-- Your tasks --
a. Please write out the following part of the performance passage below word for word, starting at "## Where We" and ending at "pure Go generation.".
b. Answer these questions using the performance passage below, and mark each answer with the same numeral as its question:
(i) Which table benefits most, and by what factor?
(ii) What does a fresh pprof profile show as the dominant cost after the changes?
(iii) How large is the `load_data` improvement?
c. Turn the paragraph of the performance passage below that begins "The steady-state improvement" into a short bulleted list that keeps its main facts.

-- Selected passage --
※ ※ ※

The `district` table (7.6×) benefits more than the others because it generates many short strings relative to its row count. `customer` and `stock` have more varied fields but the string-heavy columns (`c_data` at 300–500 characters, the ten `s_dist_*` fields) still drive most of the work.

## Where We Stopped

After these changes, a fresh pprof profile shows sobek (the Go JavaScript runtime that runs workload scripts) as the dominant cost. That's not ours to optimize. The generator pipeline is no longer visible as a distinct entry.

The steady-state improvement (+11–16%) is real but not large. It's limited by how much of the per-transaction time is spent in Go generators versus sobek. The `load_data` improvement (3.7×) is larger because that path doesn't cross the JS boundary at all — it's pure Go generation.

※ ※ ※

-- Items --
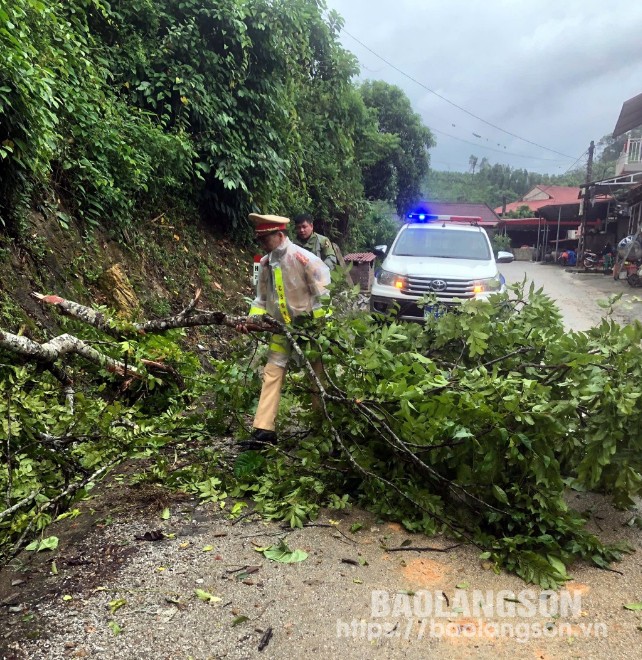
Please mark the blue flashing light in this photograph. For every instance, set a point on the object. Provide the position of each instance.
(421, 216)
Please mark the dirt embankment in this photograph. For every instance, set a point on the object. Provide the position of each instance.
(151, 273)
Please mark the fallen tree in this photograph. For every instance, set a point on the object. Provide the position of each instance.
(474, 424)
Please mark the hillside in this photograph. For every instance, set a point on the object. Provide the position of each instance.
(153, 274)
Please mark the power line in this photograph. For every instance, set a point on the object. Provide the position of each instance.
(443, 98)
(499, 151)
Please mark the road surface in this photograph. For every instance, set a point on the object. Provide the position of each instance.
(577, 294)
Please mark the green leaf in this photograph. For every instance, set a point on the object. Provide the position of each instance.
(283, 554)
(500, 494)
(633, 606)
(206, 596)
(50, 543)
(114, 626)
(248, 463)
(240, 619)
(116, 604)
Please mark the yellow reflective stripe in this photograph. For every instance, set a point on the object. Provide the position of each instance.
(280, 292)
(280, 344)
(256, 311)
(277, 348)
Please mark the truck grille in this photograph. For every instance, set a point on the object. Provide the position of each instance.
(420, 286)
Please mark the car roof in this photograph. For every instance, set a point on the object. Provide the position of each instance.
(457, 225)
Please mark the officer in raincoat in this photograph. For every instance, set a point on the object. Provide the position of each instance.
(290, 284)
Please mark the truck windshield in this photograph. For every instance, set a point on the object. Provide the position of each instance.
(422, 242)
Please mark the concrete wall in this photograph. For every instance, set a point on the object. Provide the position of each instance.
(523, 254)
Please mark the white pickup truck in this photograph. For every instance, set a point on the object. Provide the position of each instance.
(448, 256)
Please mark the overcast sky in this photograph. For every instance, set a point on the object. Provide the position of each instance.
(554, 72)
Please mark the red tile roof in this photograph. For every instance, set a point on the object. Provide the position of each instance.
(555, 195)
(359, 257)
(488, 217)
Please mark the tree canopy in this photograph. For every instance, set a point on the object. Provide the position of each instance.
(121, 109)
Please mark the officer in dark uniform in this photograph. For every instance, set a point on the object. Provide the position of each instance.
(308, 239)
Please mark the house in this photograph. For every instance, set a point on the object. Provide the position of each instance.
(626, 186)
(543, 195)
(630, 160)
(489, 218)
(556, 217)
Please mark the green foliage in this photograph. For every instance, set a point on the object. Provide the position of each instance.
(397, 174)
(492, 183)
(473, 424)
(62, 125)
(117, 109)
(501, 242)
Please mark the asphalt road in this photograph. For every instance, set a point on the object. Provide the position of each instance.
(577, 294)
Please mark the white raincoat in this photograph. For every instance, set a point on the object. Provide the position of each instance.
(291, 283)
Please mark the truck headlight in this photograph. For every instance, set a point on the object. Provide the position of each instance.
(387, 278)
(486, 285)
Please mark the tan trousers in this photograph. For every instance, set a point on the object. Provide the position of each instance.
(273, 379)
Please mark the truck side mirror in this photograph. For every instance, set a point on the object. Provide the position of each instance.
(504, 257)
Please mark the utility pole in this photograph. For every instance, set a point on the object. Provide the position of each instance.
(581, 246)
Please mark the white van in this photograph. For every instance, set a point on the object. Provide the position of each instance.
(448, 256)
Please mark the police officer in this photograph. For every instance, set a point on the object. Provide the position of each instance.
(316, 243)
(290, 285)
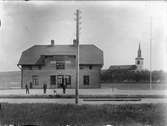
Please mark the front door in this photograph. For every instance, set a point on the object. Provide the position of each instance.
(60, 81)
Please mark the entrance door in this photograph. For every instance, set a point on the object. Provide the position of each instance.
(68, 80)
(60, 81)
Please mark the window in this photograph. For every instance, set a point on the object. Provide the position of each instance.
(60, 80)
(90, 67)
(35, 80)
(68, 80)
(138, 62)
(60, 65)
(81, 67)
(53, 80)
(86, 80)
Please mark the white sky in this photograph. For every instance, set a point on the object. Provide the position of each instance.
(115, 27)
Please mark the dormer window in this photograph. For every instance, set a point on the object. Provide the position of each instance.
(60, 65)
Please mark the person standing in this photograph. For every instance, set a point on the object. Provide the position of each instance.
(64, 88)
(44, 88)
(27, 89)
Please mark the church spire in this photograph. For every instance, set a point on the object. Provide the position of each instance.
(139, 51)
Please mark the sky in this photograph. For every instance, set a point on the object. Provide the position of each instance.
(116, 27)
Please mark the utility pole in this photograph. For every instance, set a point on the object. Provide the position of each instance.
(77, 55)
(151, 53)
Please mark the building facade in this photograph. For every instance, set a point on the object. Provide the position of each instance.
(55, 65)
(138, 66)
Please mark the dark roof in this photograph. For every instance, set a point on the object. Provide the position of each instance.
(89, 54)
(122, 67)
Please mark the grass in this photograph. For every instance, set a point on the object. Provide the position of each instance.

※ ※ ※

-- Answers given --
a.
## Where We Stopped

After these changes, a fresh pprof profile shows sobek (the Go JavaScript runtime that runs workload scripts) as the dominant cost. That's not ours to optimize. The generator pipeline is no longer visible as a distinct entry.

The steady-state improvement (+11–16%) is real but not large. It's limited by how much of the per-transaction time is spent in Go generators versus sobek. The `load_data` improvement (3.7×) is larger because that path doesn't cross the JS boundary at all — it's pure Go generation.

b.
(i) The `district` table, at 7.6×.
(ii) Sobek, the Go JavaScript runtime that runs workload scripts.
(iii) 3.7×.

c.
- Steady-state improvement: +11–16%, real but not large.
- It is limited by how much per-transaction time goes to Go generators versus sobek.
- The `load_data` improvement is larger, at 3.7×.
- That path never crosses the JS boundary and is pure Go generation.